• _EXERCISE AIM_
Give back the whole listing below exactly.

• _SUPPLIED MATERIAL_
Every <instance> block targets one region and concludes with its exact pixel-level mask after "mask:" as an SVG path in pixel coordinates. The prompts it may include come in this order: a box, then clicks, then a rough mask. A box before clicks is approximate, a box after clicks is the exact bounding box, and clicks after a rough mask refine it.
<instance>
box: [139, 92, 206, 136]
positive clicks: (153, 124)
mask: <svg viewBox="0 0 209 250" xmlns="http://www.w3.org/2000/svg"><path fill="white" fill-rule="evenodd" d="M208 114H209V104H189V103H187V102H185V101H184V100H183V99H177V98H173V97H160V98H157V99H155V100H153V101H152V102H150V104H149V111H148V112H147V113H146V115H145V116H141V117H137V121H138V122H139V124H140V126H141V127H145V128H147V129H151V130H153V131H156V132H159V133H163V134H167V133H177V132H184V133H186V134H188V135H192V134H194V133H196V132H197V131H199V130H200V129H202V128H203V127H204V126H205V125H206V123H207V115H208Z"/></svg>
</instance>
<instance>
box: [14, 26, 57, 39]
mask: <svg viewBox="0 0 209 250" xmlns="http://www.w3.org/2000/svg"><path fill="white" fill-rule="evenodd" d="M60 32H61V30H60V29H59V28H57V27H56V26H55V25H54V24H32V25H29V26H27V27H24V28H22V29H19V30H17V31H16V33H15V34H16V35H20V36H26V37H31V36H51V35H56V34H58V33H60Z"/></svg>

• _ANSWER BOX_
Every <instance> block targets one region and concludes with its exact pixel-level mask after "mask:" as an SVG path in pixel coordinates. The prompts it may include come in this order: a box, then clicks, then a rough mask. A box before clicks is approximate, a box after clicks is the exact bounding box, and clicks after a rough mask refine it.
<instance>
box: [139, 92, 206, 136]
positive clicks: (153, 124)
mask: <svg viewBox="0 0 209 250" xmlns="http://www.w3.org/2000/svg"><path fill="white" fill-rule="evenodd" d="M208 114H209V104H189V103H187V102H185V101H184V100H183V99H177V98H173V97H160V98H157V99H155V100H153V101H152V102H150V104H149V111H148V112H147V113H146V115H145V116H141V117H137V121H138V122H139V124H140V126H141V127H145V128H147V129H151V130H153V131H156V132H159V133H163V134H167V133H177V132H184V133H186V134H188V135H192V134H194V133H196V132H197V131H199V130H200V129H202V128H203V127H204V126H205V125H206V123H207V115H208Z"/></svg>
</instance>
<instance>
box: [14, 26, 57, 39]
mask: <svg viewBox="0 0 209 250" xmlns="http://www.w3.org/2000/svg"><path fill="white" fill-rule="evenodd" d="M60 32H61V30H60V29H59V28H57V27H56V26H55V25H54V24H32V25H29V26H27V27H24V28H22V29H19V30H17V31H16V33H15V34H16V35H20V36H26V37H31V36H51V35H56V34H58V33H60Z"/></svg>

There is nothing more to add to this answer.